# What you will do
Each record, exactly as written, should be printed again.

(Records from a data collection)
──────────
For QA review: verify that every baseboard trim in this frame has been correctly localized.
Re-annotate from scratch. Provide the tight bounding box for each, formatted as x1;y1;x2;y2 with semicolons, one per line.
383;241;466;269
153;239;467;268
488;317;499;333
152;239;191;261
──────────
# Response for this exercise
For QA review: verify that every baseboard trim in this frame has been correctly localized.
Re-annotate from scratch. Provide the tight bounding box for each, formatted as x1;y1;x2;y2 with semicolons, one per line.
383;241;466;269
153;239;467;268
488;317;499;333
152;239;191;261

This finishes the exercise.